INPUT RECORDS:
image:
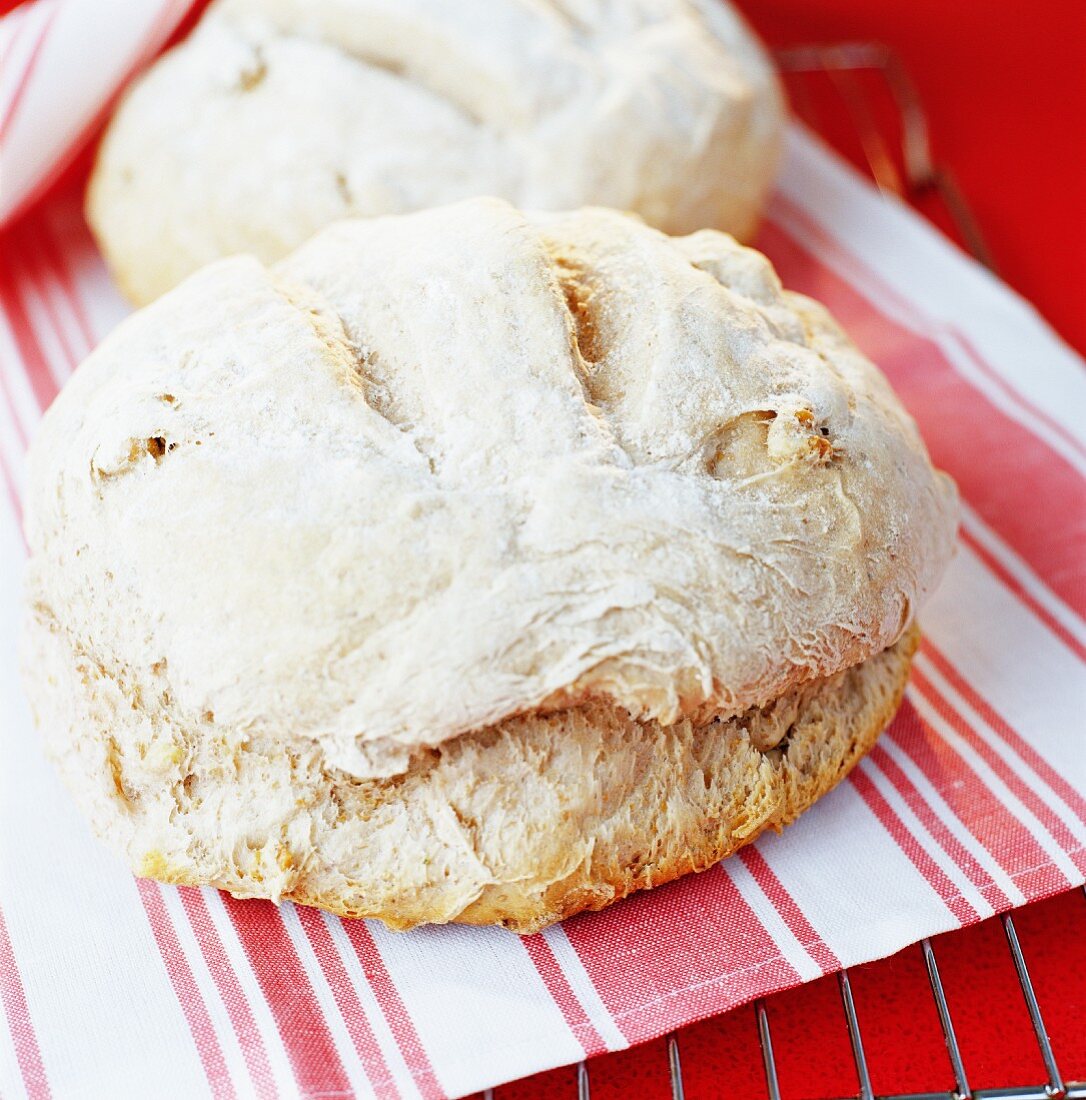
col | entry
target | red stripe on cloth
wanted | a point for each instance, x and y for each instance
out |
(233, 998)
(392, 1008)
(12, 26)
(188, 993)
(63, 275)
(168, 19)
(1024, 596)
(17, 507)
(22, 432)
(30, 253)
(1000, 726)
(1044, 879)
(300, 1022)
(1016, 395)
(1011, 477)
(952, 781)
(679, 954)
(28, 1053)
(916, 851)
(869, 277)
(34, 362)
(790, 913)
(350, 1007)
(558, 986)
(9, 109)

PROBLEM STATEMENT: Arrange the records above as a two-column CSV headed input,output, with one row per record. Put the record's text in the first field and its answer in the second, each in double quotes with line breaks replaced by spaces, and leave the pictures out.

RESULT OF THE EXERCISE:
input,output
"image: col | entry target | red stripe on cloth wanted | a point for each instance, x and y for each instance out |","(233, 998) (392, 1008) (12, 26) (188, 993) (63, 275) (168, 19) (1024, 596) (17, 507) (22, 432) (30, 253) (1000, 726) (1044, 879) (300, 1022) (1016, 395) (1011, 477) (952, 781) (679, 954) (28, 1053) (916, 851) (869, 277) (34, 362) (790, 913) (350, 1007) (558, 986) (9, 109)"